TASK TO COMPLETE -> Transcribe exactly the lines from the one containing "positive clicks: (952, 487)" through the end of the entries, including both the first and the last, and nothing else.
====== GIVEN INFORMATION ======
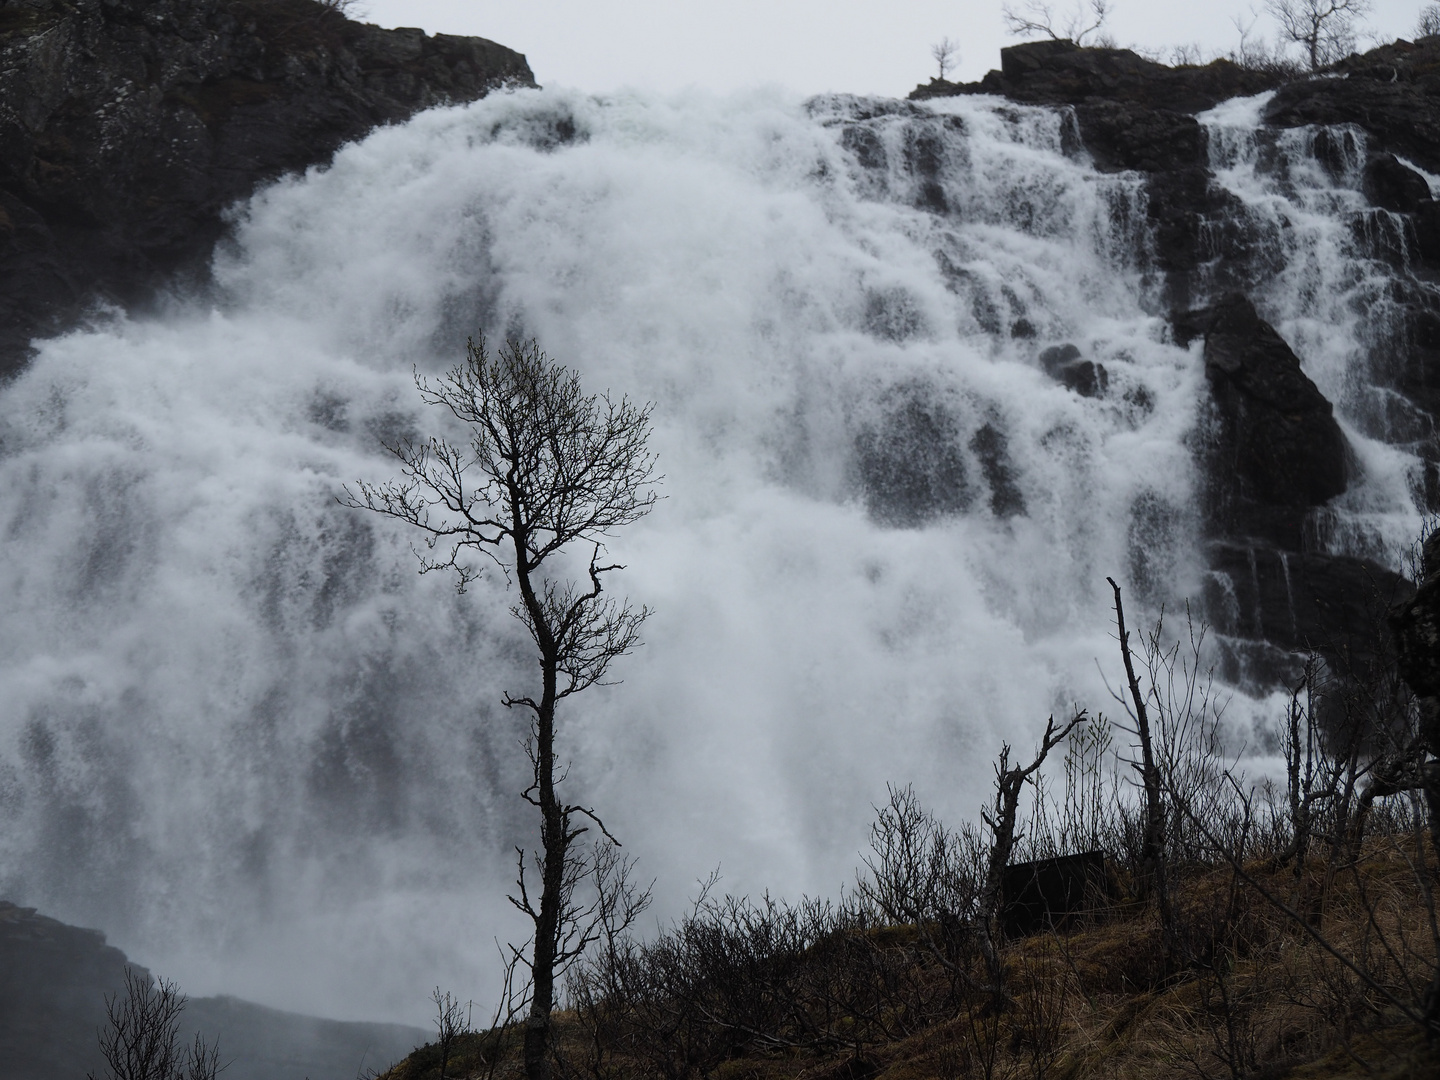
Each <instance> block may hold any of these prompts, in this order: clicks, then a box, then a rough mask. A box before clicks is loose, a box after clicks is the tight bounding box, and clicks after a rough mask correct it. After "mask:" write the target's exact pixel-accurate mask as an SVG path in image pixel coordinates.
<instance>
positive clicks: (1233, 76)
mask: <svg viewBox="0 0 1440 1080" xmlns="http://www.w3.org/2000/svg"><path fill="white" fill-rule="evenodd" d="M999 66H1001V69H999V71H992V72H989V73H988V75H986V76H985V78H984V79H981V81H979V82H972V84H960V85H958V84H952V82H940V81H937V79H932V81H930V84H927V85H920V86H916V88H914V91H912V94H910V96H912V98H913V99H923V98H930V96H946V95H952V94H1001V95H1004V96H1007V98H1009V99H1011V101H1022V102H1028V104H1035V105H1080V104H1084V102H1089V101H1110V102H1120V101H1123V102H1132V104H1136V105H1143V107H1145V108H1151V109H1168V111H1172V112H1200V111H1202V109H1208V108H1212V107H1214V105H1218V104H1220V102H1221V101H1225V99H1228V98H1234V96H1240V95H1244V94H1260V92H1261V91H1267V89H1272V88H1274V86H1276V85H1279V84H1280V82H1283V81H1284V75H1283V73H1279V72H1263V71H1251V69H1246V68H1241V66H1238V65H1236V63H1231V62H1230V60H1214V62H1212V63H1207V65H1195V66H1179V68H1169V66H1166V65H1164V63H1156V62H1155V60H1148V59H1145V58H1143V56H1139V55H1138V53H1135V52H1132V50H1129V49H1087V48H1081V46H1079V45H1076V43H1074V42H1067V40H1053V42H1025V43H1022V45H1012V46H1009V48H1008V49H1001V52H999Z"/></svg>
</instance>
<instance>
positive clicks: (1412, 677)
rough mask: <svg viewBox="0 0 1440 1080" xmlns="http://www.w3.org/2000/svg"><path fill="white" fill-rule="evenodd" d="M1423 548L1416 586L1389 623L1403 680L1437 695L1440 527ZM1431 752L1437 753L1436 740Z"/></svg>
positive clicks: (1438, 676) (1439, 570) (1432, 533)
mask: <svg viewBox="0 0 1440 1080" xmlns="http://www.w3.org/2000/svg"><path fill="white" fill-rule="evenodd" d="M1423 550H1424V567H1423V569H1424V576H1423V577H1421V580H1420V586H1418V588H1417V589H1416V595H1414V596H1411V598H1408V599H1407V600H1405V602H1403V603H1400V605H1397V606H1395V609H1394V611H1392V612H1391V616H1390V625H1391V629H1392V631H1394V635H1395V651H1397V661H1398V667H1400V674H1401V675H1403V677H1404V680H1405V683H1408V684H1410V688H1411V690H1414V691H1416V694H1417V696H1420V697H1430V698H1440V531H1437V533H1431V534H1430V536H1428V537H1427V539H1426V543H1424V549H1423ZM1434 753H1437V755H1440V742H1437V744H1436V749H1434Z"/></svg>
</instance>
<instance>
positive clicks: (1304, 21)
mask: <svg viewBox="0 0 1440 1080" xmlns="http://www.w3.org/2000/svg"><path fill="white" fill-rule="evenodd" d="M1266 10H1267V12H1269V13H1270V14H1272V16H1274V19H1276V22H1277V23H1280V33H1283V35H1284V37H1286V40H1290V42H1295V43H1296V45H1299V46H1300V48H1302V49H1305V56H1306V59H1308V60H1309V65H1310V71H1319V69H1320V68H1323V66H1325V65H1328V63H1333V62H1335V60H1338V59H1341V58H1342V56H1345V55H1348V53H1351V52H1352V50H1354V48H1355V23H1356V22H1358V20H1359V19H1362V17H1364V16H1365V14H1367V13H1368V12H1369V0H1266Z"/></svg>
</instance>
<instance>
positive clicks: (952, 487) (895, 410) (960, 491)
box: [855, 389, 973, 528]
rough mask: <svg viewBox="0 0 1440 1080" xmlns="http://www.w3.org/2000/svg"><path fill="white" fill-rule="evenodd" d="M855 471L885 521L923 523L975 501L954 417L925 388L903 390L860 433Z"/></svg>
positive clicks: (886, 523) (964, 457) (870, 506)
======
RESPONSE TO THIS EXERCISE ->
positive clicks: (952, 487) (895, 410) (960, 491)
box: [855, 389, 973, 528]
rough mask: <svg viewBox="0 0 1440 1080" xmlns="http://www.w3.org/2000/svg"><path fill="white" fill-rule="evenodd" d="M855 471L885 521L923 523L975 501L954 417L925 388L903 390L860 433Z"/></svg>
positive clicks: (886, 523) (964, 457) (870, 506)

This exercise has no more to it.